Data section: Begin

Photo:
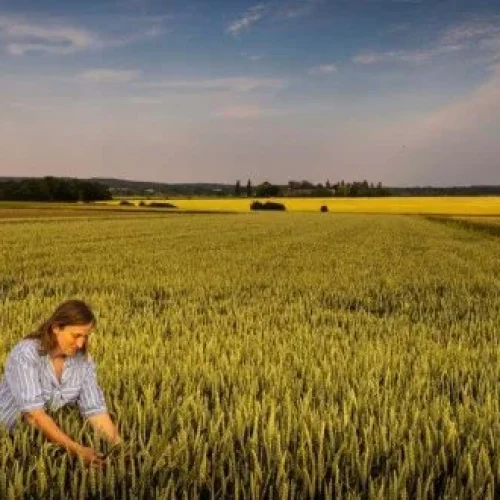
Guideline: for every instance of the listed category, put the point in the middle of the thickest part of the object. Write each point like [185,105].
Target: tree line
[305,188]
[53,189]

Data section: End

• _Task prompt_
If pictures appear in the data, do not print them; repeat the rest exactly.

• _Written answer_
Photo:
Guideline: for every instance of the listed category, put the point in the middle of the thickest part of the object. Write each point like [185,105].
Target: tree line
[305,188]
[53,189]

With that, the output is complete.